* Start Provided data *
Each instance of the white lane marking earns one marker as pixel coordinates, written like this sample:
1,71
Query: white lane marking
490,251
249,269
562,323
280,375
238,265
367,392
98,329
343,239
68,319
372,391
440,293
* End Provided data *
● Given exercise: Extract every line of the items above and reproduce each one verbatim, without changes.

● Result for this exercise:
Each instance of the white lane marking earns one marker as pixel coordinates, written like this sample:
1,71
Query: white lane marking
490,251
249,269
562,323
280,375
238,265
367,392
98,329
343,239
68,319
372,391
440,293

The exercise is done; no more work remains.